Ecouter l’ITV de Jacques Dandelot.
Mais l’AGPM n’est pas la seule à agir ainsi. Sur le même site de Pau-Montardon, on trouve les locaux de la Fédération des Oléagineux et Protéagineux (FOP), qui défend l’utilisation d’OGM pour les agro-carburants, ainsi que le laboratoire Arvalis, spécialisé dans l’expérimentation végétale et qui a conclu à la nécessité « scientifique » de l’utilisation des OGM par les agriculteurs.
L’AGPM est elle-même, comme l’indique sa communication, « une association spécialisée de la FNSEA », syndicat agricole fortement engagé dans la promotion des OGM et des biotechnologies productivistes. Christophe Terrain, président de l’AGPM est pour sa part administrateur FNSEA, président de la confédération européenne des producteurs de maïs (Maiz’Europ) et de l’Institut du végétal (Arvalis). Rappelons par ailleurs que le président de la FNSEA, Xavier Beulin, est également président de la FOP et de la multinationale Sofiprotéol, engagée dans le monde entier dans les cultures OGM.

***

• **Consignes de l'exercice**
a) Recopiez l'extrait sur les OGM entre « L’AGPM est elle-même, comme » et « les cultures OGM. », bornes incluses, en substituant « dirigeant » à « président ».
b) Reprenez l'extrait sur les OGM à la suite de sa dernière phrase.
Les enregistrements n'ont aucun rapport avec l'extrait sur les OGM.

***

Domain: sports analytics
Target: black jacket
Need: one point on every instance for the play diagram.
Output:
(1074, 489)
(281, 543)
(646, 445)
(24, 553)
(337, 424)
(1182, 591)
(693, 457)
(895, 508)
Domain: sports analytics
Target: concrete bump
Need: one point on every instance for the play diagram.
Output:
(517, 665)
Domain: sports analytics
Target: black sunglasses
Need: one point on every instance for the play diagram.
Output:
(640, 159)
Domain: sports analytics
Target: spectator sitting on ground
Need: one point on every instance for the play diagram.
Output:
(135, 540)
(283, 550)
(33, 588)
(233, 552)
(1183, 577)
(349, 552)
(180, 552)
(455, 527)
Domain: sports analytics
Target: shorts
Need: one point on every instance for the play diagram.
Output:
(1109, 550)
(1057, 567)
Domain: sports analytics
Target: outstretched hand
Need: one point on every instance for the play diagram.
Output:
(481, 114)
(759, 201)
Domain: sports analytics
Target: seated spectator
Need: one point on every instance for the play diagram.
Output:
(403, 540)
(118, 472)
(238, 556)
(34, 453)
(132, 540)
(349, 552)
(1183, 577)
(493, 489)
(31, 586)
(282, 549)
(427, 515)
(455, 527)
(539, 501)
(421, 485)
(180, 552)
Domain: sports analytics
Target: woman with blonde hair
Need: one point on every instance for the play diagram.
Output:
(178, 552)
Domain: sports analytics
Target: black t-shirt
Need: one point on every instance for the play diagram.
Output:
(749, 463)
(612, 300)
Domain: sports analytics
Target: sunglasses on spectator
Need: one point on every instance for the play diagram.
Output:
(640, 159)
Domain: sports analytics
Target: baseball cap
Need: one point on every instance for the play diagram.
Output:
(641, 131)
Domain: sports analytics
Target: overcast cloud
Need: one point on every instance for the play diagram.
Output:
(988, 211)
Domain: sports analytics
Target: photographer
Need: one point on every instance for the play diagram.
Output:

***

• **Réponses aux exercices**
a)
L’AGPM est elle-même, comme l’indique sa communication, « une association spécialisée de la FNSEA », syndicat agricole fortement engagé dans la promotion des OGM et des biotechnologies productivistes. Christophe Terrain, dirigeant de l’AGPM est pour sa part administrateur FNSEA, dirigeant de la confédération européenne des producteurs de maïs (Maiz’Europ) et de l’Institut du végétal (Arvalis). Rappelons par ailleurs que le dirigeant de la FNSEA, Xavier Beulin, est également dirigeant de la FOP et de la multinationale Sofiprotéol, engagée dans le monde entier dans les cultures OGM.

b)
Chronique d’une occupation tranquille
C’est donc pour mettre en lumière le rôle de l’AGPM dans le lobbying en faveur des OGM que les faucheurs Volontaires ont décidé d’occuper ce vendredi 14 mars les locaux de l’association de producteurs.
L’effet de surprise est quasi-total, les activistes n’étant jamais intervenu sur ce site. « OGM : Citoyens contre agrobusiness, Non aux brevets sur le vivant ». En quelques minutes, les banderoles sont installées un peu partout, une délégation est envoyée pour discuter avec la direction. Un groupe occupe le hall, un autre discute avec la presse et un troisième attend à l’extérieur l’arrivée de la gendarmerie. Dans les locaux, le groupe décide d’occuper l’entrée sans pour autant bloquer le passage ni investir les bureaux.
L’objectif est de donner une visibilité médiatique, pas de faire un coup de force. Deux membres du personnel de l’AGPM de passage se retrouvent à discuter avec les manifestants. Juste à côté, dans une vitrine, on trouve bien en évidence le livre Faucheurs de science, écrit par Gil Rivière-Wekstein, pamphlet contre les faucheurs qui prétend dénoncer les coulisses du mouvement. Sauf qu’aucun des faucheurs présents, pourtant habitués des actions, n’a jamais rencontré l’auteur de cette prétendue enquête.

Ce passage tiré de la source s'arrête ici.